_Prompt_. Return every line below that contains the word "tire".
═════ Given records ═════
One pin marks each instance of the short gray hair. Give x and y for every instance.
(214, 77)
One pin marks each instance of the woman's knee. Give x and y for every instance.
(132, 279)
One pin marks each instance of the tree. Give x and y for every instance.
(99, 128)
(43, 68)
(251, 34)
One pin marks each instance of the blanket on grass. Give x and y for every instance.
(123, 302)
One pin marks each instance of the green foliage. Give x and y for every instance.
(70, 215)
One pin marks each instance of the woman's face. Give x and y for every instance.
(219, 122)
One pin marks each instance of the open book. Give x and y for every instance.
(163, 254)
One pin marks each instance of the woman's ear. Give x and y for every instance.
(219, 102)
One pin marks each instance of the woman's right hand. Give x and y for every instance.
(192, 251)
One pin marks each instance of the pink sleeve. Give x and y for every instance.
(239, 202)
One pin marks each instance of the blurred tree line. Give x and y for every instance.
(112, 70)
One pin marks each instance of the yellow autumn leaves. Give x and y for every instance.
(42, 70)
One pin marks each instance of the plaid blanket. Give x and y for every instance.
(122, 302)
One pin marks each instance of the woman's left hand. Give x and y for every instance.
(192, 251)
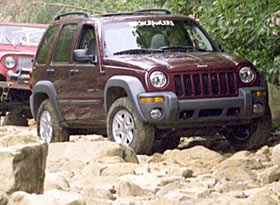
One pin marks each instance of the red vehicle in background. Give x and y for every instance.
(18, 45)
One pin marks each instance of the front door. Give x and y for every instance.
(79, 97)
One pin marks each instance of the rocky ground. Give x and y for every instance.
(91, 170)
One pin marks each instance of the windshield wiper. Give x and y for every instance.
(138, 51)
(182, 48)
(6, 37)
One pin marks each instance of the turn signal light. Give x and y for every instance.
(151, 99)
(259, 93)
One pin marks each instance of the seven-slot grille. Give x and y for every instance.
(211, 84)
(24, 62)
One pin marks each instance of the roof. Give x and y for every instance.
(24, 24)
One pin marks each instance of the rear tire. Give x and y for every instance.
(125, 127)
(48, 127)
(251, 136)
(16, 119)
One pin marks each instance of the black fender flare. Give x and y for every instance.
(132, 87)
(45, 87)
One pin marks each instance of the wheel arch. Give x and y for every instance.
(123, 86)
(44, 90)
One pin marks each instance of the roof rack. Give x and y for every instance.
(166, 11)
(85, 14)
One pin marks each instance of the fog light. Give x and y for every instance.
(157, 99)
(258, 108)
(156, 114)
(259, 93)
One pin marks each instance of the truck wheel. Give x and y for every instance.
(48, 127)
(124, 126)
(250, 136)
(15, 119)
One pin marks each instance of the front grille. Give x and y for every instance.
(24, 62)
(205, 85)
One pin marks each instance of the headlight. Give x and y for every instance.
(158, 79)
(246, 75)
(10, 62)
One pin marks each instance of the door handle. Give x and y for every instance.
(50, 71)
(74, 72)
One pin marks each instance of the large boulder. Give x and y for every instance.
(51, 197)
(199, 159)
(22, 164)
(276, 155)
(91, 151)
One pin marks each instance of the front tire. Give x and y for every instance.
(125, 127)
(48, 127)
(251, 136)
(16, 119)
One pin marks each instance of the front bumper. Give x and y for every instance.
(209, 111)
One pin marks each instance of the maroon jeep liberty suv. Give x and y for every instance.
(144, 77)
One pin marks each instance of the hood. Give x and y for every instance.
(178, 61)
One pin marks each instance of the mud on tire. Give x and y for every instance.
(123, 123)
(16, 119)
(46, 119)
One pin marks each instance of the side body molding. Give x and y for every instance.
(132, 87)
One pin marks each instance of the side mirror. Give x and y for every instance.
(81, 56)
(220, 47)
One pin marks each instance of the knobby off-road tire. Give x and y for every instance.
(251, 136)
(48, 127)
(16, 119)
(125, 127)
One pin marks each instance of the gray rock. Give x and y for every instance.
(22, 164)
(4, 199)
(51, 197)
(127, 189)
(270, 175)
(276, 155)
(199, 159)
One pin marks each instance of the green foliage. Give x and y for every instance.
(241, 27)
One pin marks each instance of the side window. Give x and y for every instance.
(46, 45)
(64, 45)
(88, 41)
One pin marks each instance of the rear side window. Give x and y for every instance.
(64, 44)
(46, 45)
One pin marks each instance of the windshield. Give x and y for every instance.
═════
═════ Given records ═════
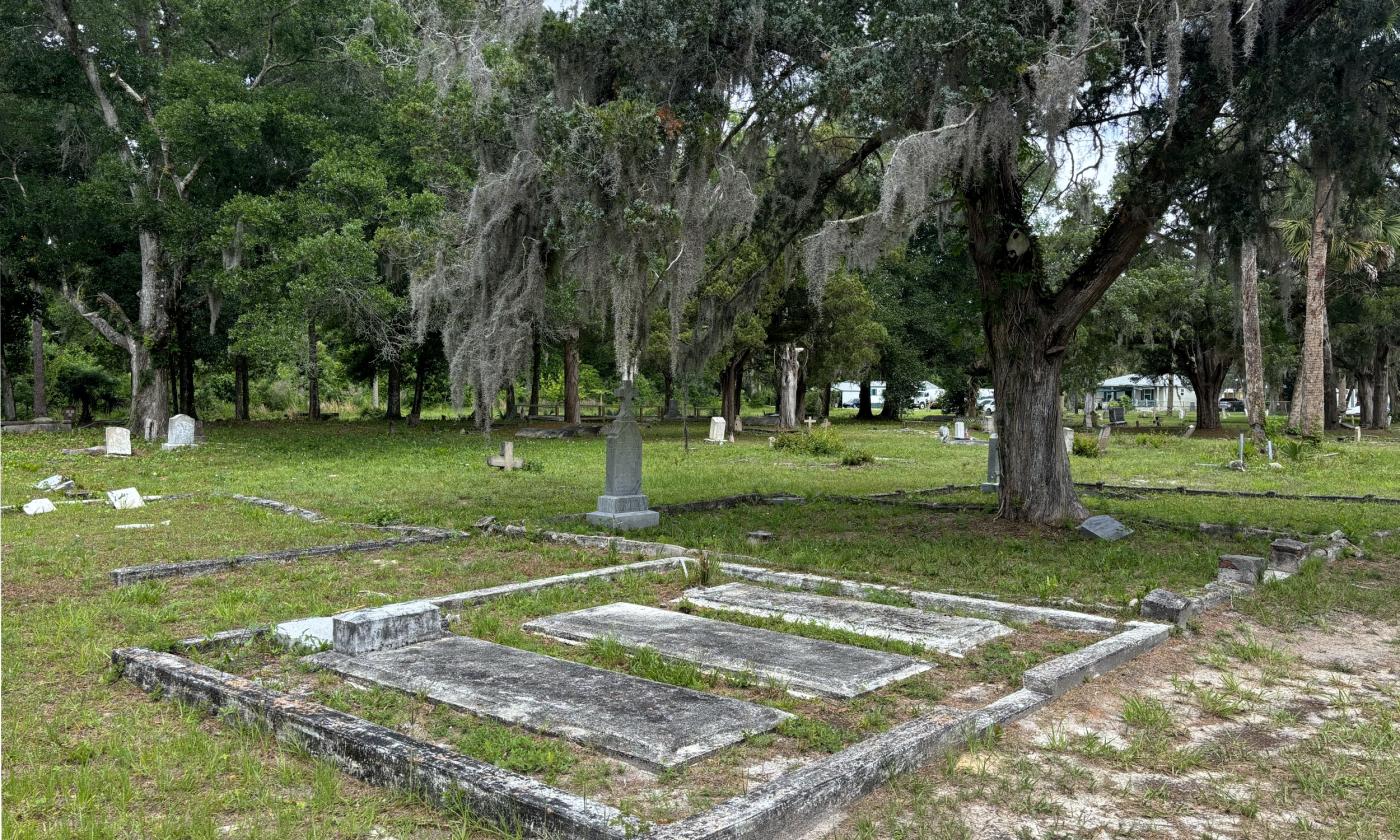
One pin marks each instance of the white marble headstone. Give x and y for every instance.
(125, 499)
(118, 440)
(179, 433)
═════
_Exercise solution_.
One pin marks each instance of the rear tire. Give x and y for every instance.
One pin marks each instance of the front tire. Give x and y for every instance.
One pin marks each instance of the mud on tire. Give x and y for every instance.
One pin marks each instance of the knobby off-road tire. Give x and y for every instance.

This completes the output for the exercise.